▶ Required actions:
#1 Answer these questions using the Wisetack financing passage:
(a) What did the quote for the Charlotte couple's kitchen come to?
(b) In what year did the shop add consumer financing to its quote process?
(c) What does the customer sign the financing terms separately from?
#2 Please reproduce the Wisetack financing passage from "Wisetack is a" up to and including "the countertop contract.".

Meta description: Real-shop numbers on offering Wisetack financing to countertop customers, the close rate impact, the fees, and how the integration with shop software changes the sales conversation.
Last October, Marcus, one of our sales reps in our Charlotte shop, sat across from a couple who had just watched him template their kitchen. Calacatta Laza, full backsplash, waterfall island. The quote came to $16,800. The wife’s face tightened. “We love it, but that’s more than we budgeted.” Marcus pulled up the Wisetack application on his iPad, right from inside the job record. Sixty seconds later, she was approved. “Four-seventy a month? We can do four-seventy a month.” They signed that afternoon. Without financing in that conversation, that job walks out the door. I’m almost certain of it.
We added consumer financing to our quote process in 2023. The platform was Wisetack. I want to lay out what actually happened in our numbers, because the published case studies on the financing vendor’s website tell a selective story.
How Wisetack Works (the 90-Second Version)
Wisetack is a point-of-sale consumer financing platform built for trade services. The customer applies from the salesperson’s phone or laptop, gets a decision in under a minute, and signs the financing terms separately from the countertop contract.

▶ Collected material:
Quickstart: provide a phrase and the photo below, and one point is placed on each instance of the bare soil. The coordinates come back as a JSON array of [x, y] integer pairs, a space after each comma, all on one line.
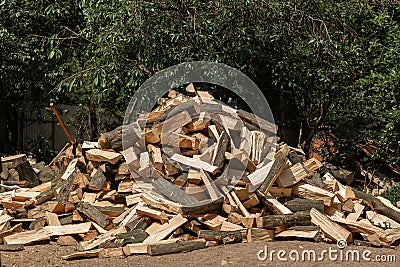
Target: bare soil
[[225, 255]]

▶ Correct answers:
#1
(a) $16,800
(b) 2023
(c) The countertop contract

#2
Wisetack is a point-of-sale consumer financing platform built for trade services. The customer applies from the salesperson’s phone or laptop, gets a decision in under a minute, and signs the financing terms separately from the countertop contract.